[Date Prev][Date Next][Thread Prev][Thread Next][Date Index][Thread Index]
Re: How to add pseudo vector types
From: |
Yuan Fu |
Subject: |
Re: How to add pseudo vector types |
Date: |
Thu, 22 Jul 2021 13:47:20 -0400 |
> On Jul 22, 2021, at 1:00 PM, Eli Zaretskii <eliz@gnu.org> wrote:
>
>> From: Yuan Fu <casouri@gmail.com>
>> Date: Thu, 22 Jul 2021 09:47:45 -0400
>> Cc: Stefan Monnier <monnier@iro.umontreal.ca>,
>> Clément Pit-Claudel <cpitclaudel@gmail.com>,
>> emacs-devel@gnu.org
>>
>> Yes, I meant to discuss this. The problem with respecting narrowing is that,
>> a user can freely narrow and widen arbitrarily, and Emacs needs to translate
>> them into insertion & deletion of the buffer text for tree-sitter, every
>> time a user narrows or widens the buffer. Plus, if tree-sitter respects
>> narrowing, it could happen where a user narrows the buffer, the font-locking
>> changes and is not correct anymore. Maybe that’s not the user want. Also, if
>> someone narrows and widens often, maybe narrow to a function for better
>> focus, tree-sitter needs to constantly re-parse most of the buffer. These
>> are not significant disadvantages, but what do we get from respecting
>> narrowing that justifies code complexity and these small annoyances?
>
> But that's how the current font-lock and indentation work: they never
> look beyond the narrowing limits. So why should the TS-based features
> behave differently?
>
> As for temporary narrowing: if we record the changes, but don't send
> them to TS until we actually need re-parsing, then we could eliminate
> the temporary narrowing when we report the changes to TS, leaving only
> the narrowing that exists at the time of the re-parse. At least for
> fontifications, that time is redisplay time, and users do expect to
> see the text fontified according to the current narrowing.
>
>>>> *bytes_read = (uint32_t) len;
>>>
>>> Is using uint32_t the restriction of tree-sitter? Doesn't it support
>>> reading more than 2 gigabytes?
>>
>> I’m not sure why it asks for uint32 specifically, but that’s what it asks
>> for its api. I don’t think you are supposed to use tree-sitter on files of
>> size of gigabytes, because the author mentioned that tree-sitter uses over
>> 10x as much memory as the size of the source file [1]. On files larger than
>> a couple of megabytes, I think we better turn off tree-sitter. Normally
>> those files are not regular source files, anyway, and we don’t need a parse
>> tree for a log.
>
> I don't necessarily agree with the "not regular source files" part.
> For example, JSON files can be quite large. And there are also log
> files, which are even larger -- did no one adapt TS to fontifying
> those yet?
There is a JSON parser, but I don’t think there is one for log files.
>
> More generally: is the problem real? If you make a file that is 1000
> copies of xdisp.c, and then submit it to TS, do you really get 10GB of
> memory consumption? This is something that is good to know up front,
> so we'd know what to expect down the road.

INSTRUCTION —
Please copy out the stretch of the tree-sitter message from "There is a JSON" through "down the road.", word for word. The data is separate material, unconnected to the tree-sitter message.

PROVIDED DATA —
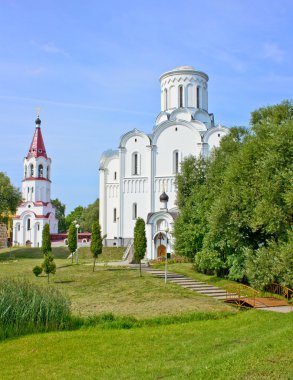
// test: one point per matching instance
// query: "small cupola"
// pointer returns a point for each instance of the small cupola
(164, 201)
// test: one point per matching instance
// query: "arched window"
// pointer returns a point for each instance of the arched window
(180, 96)
(40, 171)
(135, 163)
(176, 162)
(134, 211)
(197, 97)
(165, 99)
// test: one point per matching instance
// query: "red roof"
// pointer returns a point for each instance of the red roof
(37, 147)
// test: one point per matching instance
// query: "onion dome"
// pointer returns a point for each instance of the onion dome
(164, 197)
(38, 121)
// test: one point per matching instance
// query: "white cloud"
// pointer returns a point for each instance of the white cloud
(272, 52)
(50, 48)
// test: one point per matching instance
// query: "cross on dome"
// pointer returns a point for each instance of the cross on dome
(37, 147)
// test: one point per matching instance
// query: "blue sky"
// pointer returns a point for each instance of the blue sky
(93, 68)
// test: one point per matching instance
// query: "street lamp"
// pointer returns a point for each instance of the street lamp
(77, 227)
(166, 257)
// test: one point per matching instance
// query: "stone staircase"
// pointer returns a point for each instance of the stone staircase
(189, 283)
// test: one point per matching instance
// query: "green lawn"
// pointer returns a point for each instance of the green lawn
(117, 290)
(246, 345)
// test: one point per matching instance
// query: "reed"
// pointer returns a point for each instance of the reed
(27, 308)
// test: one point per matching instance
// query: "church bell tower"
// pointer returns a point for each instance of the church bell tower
(36, 208)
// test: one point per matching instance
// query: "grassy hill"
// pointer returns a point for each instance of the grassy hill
(247, 345)
(158, 331)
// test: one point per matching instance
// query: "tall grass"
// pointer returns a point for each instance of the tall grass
(27, 308)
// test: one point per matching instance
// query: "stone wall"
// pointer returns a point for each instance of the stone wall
(3, 236)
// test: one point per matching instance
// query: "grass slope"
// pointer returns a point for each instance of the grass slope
(248, 345)
(117, 290)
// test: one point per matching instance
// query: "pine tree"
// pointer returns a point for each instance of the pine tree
(46, 241)
(140, 241)
(96, 242)
(72, 243)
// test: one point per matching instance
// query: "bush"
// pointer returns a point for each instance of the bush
(37, 270)
(27, 308)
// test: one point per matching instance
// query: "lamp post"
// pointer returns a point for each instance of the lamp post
(77, 227)
(166, 257)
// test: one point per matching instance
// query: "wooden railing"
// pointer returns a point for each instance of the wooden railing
(239, 294)
(280, 290)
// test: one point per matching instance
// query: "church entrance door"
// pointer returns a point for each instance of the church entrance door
(161, 251)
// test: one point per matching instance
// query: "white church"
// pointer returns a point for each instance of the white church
(138, 179)
(36, 208)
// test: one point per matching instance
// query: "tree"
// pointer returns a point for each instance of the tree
(46, 240)
(10, 197)
(72, 243)
(74, 215)
(60, 214)
(49, 265)
(140, 241)
(89, 215)
(96, 242)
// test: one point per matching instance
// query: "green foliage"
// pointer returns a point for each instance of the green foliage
(90, 215)
(37, 270)
(76, 214)
(140, 242)
(49, 266)
(46, 240)
(96, 242)
(241, 201)
(60, 214)
(190, 226)
(271, 264)
(10, 197)
(27, 308)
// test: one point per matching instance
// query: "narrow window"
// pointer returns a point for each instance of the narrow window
(197, 97)
(176, 162)
(134, 211)
(180, 96)
(166, 99)
(40, 173)
(135, 163)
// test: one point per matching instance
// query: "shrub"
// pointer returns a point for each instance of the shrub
(37, 270)
(27, 308)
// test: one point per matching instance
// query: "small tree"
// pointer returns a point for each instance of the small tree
(49, 265)
(72, 244)
(140, 241)
(96, 242)
(37, 270)
(46, 241)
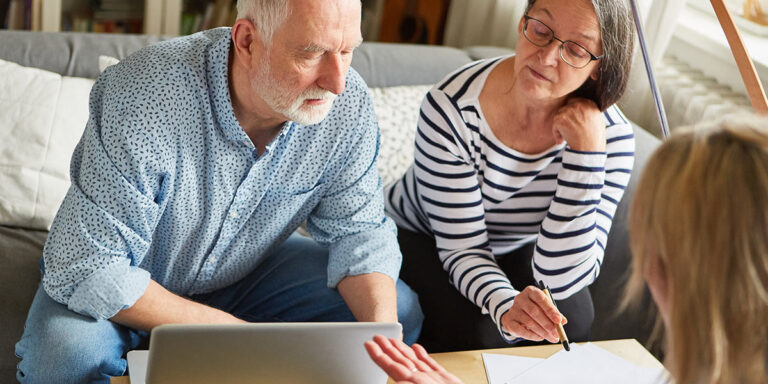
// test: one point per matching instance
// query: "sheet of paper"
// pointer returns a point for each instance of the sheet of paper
(499, 368)
(587, 364)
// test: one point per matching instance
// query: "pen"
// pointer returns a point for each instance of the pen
(560, 330)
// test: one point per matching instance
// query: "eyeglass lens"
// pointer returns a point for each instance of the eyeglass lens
(541, 35)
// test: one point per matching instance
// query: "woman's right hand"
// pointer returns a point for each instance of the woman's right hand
(533, 316)
(407, 365)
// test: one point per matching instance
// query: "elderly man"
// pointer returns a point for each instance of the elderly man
(201, 157)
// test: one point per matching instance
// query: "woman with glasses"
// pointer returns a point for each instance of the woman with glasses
(520, 163)
(699, 237)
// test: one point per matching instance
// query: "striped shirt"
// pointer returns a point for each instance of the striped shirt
(480, 198)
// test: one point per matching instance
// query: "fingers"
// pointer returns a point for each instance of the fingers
(390, 348)
(533, 316)
(392, 368)
(521, 330)
(544, 303)
(412, 356)
(426, 358)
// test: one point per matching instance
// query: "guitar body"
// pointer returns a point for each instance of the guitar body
(413, 21)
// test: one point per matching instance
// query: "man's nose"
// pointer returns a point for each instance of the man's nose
(334, 73)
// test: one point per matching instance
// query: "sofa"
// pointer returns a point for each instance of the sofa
(398, 75)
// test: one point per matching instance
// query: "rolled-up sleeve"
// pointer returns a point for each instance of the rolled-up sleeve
(105, 223)
(350, 218)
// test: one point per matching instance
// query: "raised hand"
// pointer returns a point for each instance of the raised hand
(407, 365)
(581, 125)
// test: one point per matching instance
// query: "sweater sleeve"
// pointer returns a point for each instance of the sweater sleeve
(571, 243)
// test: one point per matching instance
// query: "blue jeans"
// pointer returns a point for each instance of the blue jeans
(61, 346)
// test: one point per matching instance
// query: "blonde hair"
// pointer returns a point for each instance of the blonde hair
(701, 210)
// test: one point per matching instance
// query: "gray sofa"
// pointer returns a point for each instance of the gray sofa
(381, 65)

COMPLETED TASK —
There is a JSON parser, but I don’t think there is one for log files.
>
> More generally: is the problem real? If you make a file that is 1000
> copies of xdisp.c, and then submit it to TS, do you really get 10GB of
> memory consumption? This is something that is good to know up front,
> so we'd know what to expect down the road.